» **DATASET EXCERPTS**:

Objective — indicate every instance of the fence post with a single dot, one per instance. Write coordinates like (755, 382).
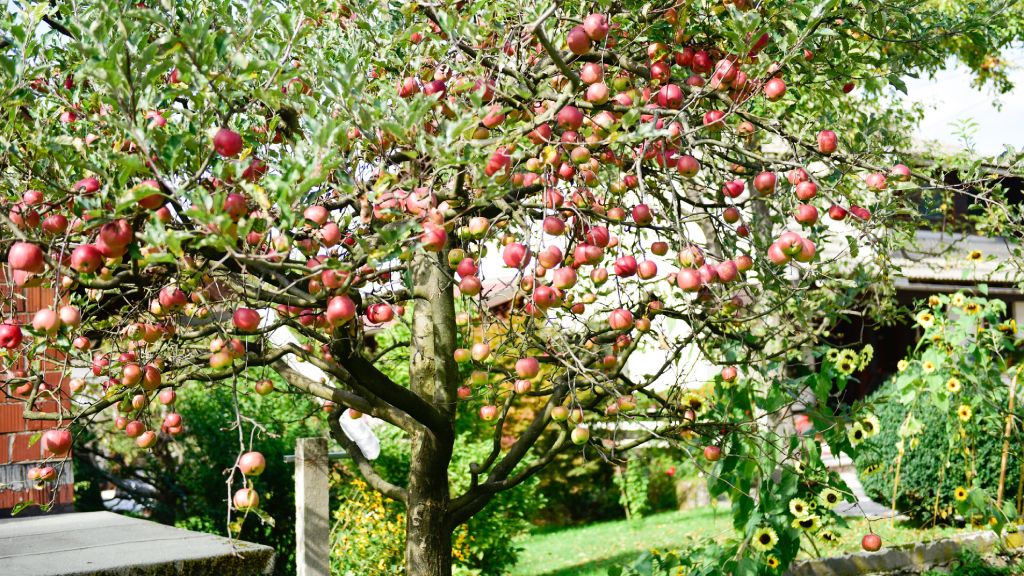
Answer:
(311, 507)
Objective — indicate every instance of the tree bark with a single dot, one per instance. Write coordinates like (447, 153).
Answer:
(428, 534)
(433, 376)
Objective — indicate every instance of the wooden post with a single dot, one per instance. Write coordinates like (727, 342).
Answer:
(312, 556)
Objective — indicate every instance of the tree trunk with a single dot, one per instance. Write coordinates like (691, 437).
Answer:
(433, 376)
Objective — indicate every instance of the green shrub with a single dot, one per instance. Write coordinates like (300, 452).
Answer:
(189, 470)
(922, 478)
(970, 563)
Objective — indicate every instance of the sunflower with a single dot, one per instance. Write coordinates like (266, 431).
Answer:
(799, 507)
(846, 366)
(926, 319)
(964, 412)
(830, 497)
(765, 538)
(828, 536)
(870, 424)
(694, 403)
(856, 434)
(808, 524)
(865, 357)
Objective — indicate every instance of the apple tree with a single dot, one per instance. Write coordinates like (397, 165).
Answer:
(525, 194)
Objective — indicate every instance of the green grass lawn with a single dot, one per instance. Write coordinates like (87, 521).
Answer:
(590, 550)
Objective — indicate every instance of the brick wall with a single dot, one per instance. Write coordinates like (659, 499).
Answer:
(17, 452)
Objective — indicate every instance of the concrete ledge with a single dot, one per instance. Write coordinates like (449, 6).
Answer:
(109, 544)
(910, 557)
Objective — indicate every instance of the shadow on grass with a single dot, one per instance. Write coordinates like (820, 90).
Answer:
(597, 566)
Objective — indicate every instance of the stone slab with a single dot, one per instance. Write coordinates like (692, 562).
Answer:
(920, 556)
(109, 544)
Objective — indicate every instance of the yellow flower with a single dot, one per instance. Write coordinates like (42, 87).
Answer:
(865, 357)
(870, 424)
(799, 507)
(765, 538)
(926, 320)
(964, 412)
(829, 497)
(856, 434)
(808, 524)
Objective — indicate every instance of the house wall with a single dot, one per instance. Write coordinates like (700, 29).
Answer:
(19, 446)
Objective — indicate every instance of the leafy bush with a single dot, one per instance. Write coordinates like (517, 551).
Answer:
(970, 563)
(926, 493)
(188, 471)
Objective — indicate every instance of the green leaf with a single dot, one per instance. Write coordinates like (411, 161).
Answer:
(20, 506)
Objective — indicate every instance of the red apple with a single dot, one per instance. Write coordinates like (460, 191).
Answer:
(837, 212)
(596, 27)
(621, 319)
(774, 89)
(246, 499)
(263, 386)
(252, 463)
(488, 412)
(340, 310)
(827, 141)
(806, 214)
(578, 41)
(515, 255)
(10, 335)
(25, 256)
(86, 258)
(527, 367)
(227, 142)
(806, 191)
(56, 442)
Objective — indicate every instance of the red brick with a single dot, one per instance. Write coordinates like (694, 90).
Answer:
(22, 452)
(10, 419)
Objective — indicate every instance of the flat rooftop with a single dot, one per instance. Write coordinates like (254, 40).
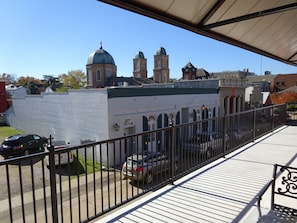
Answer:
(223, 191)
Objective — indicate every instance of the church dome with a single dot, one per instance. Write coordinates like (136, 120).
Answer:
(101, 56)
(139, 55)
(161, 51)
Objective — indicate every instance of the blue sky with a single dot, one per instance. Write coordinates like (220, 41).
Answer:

» **OBJECTIVE**: Copy the data word for word, from the line containing "Objective — indicate every instance of the red brick" through the end of the data, and leave out the pictures.

» **SOLUTION**:
Objective — indicate every instance of the red brick with a single dot, one per instance. Write coordinates like (694, 90).
Answer:
(22, 452)
(10, 419)
Objective — indicate every instance of the flat rooftop with a single dot, one per instance. Write coordinates like (254, 40).
Answer:
(223, 191)
Objective — indicate every instance of the church dome with a single dot, one per instance. Write coordinates like (136, 120).
Answer:
(101, 56)
(139, 55)
(161, 51)
Objective — indicate every instance of the blue sky with a single dot, one per instance. Write coordinates like (220, 41).
Answer:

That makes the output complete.